• What you should do:
From the data underneath, reproduce exactly the stretch that begins at the line with "Where can you see the blue patterned" and ends after the line with "column 196, row 111".

(Data records)
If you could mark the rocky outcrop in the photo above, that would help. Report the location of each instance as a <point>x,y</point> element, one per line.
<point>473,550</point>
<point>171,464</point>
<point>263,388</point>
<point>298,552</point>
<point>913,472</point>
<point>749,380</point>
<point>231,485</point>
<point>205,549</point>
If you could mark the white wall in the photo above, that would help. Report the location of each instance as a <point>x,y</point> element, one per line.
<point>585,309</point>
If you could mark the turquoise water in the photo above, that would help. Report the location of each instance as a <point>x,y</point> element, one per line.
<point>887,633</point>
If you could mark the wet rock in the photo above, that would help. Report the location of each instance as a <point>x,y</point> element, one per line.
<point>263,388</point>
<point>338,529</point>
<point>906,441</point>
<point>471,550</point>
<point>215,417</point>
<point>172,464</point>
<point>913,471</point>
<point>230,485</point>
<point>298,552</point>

* * *

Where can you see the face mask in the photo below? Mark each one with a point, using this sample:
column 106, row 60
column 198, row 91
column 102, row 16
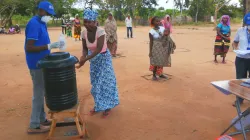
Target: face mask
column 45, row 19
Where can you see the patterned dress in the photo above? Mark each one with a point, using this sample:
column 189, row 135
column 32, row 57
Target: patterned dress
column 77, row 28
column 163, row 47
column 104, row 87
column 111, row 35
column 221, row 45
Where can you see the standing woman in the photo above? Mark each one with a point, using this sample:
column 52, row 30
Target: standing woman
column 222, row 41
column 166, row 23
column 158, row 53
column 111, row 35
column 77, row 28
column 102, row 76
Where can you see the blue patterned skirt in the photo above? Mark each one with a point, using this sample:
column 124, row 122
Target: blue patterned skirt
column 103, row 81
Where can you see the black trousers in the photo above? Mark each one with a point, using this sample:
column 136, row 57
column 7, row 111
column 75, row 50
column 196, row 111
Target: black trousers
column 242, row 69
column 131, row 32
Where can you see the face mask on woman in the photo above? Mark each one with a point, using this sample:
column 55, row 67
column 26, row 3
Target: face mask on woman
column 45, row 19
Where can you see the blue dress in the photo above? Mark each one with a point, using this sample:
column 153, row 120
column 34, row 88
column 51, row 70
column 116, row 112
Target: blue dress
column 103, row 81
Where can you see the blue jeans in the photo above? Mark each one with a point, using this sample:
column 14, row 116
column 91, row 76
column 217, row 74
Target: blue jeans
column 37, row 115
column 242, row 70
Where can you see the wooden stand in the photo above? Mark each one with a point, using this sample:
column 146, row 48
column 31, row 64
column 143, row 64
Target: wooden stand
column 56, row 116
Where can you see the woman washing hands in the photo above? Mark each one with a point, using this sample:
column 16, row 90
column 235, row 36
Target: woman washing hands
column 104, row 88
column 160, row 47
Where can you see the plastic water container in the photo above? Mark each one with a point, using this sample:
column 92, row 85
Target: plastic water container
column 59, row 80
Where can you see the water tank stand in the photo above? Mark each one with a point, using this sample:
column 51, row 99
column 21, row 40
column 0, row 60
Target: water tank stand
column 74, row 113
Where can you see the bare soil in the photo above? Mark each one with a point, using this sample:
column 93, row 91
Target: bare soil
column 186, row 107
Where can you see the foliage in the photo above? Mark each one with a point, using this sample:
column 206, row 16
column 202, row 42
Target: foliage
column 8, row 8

• Output:
Where can you see the blue patterned skirt in the photo above? Mark each one with a point, using this sample:
column 124, row 122
Target: blue patterned skirt
column 103, row 81
Where can you see the black trousers in the photo above? Mark each one with a point, using this sample:
column 136, row 57
column 7, row 111
column 75, row 50
column 196, row 111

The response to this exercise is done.